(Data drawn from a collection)
----
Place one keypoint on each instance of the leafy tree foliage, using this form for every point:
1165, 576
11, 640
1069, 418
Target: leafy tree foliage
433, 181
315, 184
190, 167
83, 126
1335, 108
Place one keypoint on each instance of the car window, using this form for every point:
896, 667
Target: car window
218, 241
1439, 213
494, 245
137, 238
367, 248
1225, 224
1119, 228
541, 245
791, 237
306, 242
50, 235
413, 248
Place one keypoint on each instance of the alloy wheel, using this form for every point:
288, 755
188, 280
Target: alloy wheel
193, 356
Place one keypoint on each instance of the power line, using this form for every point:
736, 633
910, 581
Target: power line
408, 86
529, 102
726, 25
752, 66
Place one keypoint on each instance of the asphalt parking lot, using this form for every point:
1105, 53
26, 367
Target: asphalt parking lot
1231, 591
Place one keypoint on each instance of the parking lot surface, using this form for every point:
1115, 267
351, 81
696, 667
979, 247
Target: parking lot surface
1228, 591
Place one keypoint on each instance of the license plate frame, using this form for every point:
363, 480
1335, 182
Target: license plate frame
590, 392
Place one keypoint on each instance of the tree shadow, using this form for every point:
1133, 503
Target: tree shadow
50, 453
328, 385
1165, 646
----
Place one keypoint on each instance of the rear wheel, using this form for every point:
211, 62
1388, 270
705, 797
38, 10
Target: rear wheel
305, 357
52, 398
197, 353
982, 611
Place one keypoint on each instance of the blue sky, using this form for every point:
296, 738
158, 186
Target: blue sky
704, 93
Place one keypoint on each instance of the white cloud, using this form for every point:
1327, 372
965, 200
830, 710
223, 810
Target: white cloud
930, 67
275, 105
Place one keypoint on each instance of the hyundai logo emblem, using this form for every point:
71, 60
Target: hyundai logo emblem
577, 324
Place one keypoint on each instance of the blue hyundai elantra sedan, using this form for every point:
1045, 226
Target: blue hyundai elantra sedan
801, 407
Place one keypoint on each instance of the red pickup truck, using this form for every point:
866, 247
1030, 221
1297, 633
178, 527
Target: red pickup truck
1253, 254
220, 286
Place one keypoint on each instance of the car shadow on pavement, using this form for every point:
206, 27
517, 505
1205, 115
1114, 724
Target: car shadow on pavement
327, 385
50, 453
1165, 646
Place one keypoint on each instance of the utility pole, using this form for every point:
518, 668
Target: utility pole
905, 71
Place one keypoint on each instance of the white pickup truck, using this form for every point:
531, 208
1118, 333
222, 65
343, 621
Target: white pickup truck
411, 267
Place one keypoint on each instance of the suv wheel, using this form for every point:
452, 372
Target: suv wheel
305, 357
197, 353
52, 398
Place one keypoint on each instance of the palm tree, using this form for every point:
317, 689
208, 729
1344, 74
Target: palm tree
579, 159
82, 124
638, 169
----
From the listing above, pull out every line that contains the string "pickup", matching case exactly.

## [Written solution]
Place one keypoint on each instance of the red pickup truck, using this form for every point:
Target: red pickup truck
Place one keypoint on each instance of the white pickup truck, using this form for every point:
Target: white pickup truck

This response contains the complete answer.